[Exercise instructions]: Reproduce exactly the lines of the listing from the one containing "63 239 L 101" to its final line, both included.

[Provided information — start]

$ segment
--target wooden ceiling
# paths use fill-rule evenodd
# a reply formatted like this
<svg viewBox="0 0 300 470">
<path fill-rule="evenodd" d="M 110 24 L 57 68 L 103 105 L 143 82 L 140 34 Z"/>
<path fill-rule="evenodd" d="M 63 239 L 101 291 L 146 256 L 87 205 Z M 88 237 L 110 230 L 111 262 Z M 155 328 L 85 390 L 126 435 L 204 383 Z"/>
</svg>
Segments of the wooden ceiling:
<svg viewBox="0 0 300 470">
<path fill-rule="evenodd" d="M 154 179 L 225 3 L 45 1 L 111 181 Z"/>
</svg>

[Provided information — finish]

[Your solution]:
<path fill-rule="evenodd" d="M 63 239 L 101 291 L 146 256 L 87 205 Z M 88 237 L 110 230 L 111 262 Z M 155 328 L 85 390 L 126 435 L 204 383 Z"/>
</svg>
Segments of the wooden ceiling:
<svg viewBox="0 0 300 470">
<path fill-rule="evenodd" d="M 154 179 L 225 3 L 45 1 L 111 181 Z"/>
</svg>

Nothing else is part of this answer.